▸ **EXERCISE INSTRUCTIONS**:
Please report how many lines of the following entries hold the word "wooden", giving the number alone.

▸ **Point-per-instance localization data**:
------------------------------------------------------------
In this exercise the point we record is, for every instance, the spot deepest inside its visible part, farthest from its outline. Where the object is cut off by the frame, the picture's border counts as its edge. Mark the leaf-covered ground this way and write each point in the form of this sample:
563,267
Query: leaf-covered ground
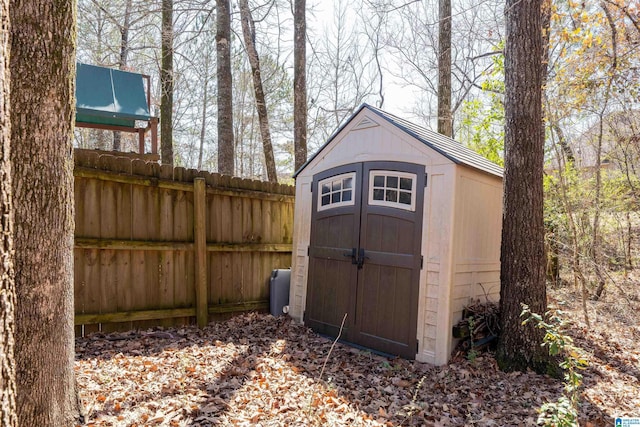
256,370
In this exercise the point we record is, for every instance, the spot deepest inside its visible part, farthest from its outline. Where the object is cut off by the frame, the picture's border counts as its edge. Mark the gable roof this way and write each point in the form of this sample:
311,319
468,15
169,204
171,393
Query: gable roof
448,147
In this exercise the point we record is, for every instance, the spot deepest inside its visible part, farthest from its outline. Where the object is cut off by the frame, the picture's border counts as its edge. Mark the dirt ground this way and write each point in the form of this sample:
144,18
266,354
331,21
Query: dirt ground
256,370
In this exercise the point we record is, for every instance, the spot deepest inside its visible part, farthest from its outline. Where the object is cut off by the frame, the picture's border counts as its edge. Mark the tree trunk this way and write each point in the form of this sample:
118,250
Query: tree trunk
522,274
226,161
300,83
203,125
7,286
596,239
445,121
124,52
43,62
166,83
249,34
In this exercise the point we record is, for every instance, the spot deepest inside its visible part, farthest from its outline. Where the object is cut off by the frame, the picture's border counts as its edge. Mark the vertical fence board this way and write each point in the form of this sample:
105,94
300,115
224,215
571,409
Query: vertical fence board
200,243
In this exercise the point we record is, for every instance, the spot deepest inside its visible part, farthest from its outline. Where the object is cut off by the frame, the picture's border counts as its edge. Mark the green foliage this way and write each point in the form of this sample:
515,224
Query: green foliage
563,412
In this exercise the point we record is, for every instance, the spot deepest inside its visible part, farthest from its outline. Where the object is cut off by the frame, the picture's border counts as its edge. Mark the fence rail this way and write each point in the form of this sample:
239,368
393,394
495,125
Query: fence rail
157,245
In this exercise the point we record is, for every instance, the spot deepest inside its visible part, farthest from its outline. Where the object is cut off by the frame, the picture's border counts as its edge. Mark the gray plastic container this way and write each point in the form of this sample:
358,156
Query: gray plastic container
279,291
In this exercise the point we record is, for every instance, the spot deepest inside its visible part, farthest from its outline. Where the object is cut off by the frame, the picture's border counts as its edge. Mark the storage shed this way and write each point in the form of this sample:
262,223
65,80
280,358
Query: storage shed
398,227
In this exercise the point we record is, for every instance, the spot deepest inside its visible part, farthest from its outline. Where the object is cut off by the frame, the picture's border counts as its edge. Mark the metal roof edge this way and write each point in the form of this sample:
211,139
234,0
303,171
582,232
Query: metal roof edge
389,118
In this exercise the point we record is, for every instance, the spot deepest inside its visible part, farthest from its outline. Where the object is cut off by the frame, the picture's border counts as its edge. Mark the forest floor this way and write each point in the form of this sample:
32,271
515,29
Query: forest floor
256,370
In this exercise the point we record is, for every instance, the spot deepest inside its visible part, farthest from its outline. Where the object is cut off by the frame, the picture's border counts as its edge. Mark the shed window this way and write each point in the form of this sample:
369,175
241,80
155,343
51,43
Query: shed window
336,191
393,189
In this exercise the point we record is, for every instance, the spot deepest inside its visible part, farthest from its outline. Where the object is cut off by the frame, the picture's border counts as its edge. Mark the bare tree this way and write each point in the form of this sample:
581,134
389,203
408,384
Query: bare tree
300,83
522,274
249,33
226,150
7,286
43,61
124,53
445,121
166,83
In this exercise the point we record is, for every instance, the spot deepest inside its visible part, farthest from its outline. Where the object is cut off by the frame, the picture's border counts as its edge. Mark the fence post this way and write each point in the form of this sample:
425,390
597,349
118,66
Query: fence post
200,236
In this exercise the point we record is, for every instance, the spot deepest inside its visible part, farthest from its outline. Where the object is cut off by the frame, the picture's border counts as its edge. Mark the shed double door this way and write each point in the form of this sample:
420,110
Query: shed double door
364,254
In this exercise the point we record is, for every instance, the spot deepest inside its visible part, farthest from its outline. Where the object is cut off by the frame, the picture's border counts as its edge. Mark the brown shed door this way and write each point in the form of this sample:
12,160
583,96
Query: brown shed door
364,256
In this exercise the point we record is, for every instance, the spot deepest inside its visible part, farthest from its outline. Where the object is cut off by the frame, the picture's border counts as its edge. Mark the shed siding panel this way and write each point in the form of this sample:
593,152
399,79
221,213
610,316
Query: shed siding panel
477,242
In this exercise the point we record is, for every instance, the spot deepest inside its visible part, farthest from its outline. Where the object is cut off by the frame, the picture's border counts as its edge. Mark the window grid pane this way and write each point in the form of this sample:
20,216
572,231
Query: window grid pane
336,191
393,189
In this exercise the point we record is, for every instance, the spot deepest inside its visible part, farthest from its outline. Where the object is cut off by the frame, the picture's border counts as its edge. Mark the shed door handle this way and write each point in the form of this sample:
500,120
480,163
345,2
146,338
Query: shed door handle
352,254
361,258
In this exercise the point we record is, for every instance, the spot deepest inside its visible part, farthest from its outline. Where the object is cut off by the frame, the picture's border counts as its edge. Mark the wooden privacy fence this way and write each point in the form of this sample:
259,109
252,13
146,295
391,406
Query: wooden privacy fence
------------------------------------------------------------
▸ **SOLUTION FOR THIS PROBLEM**:
2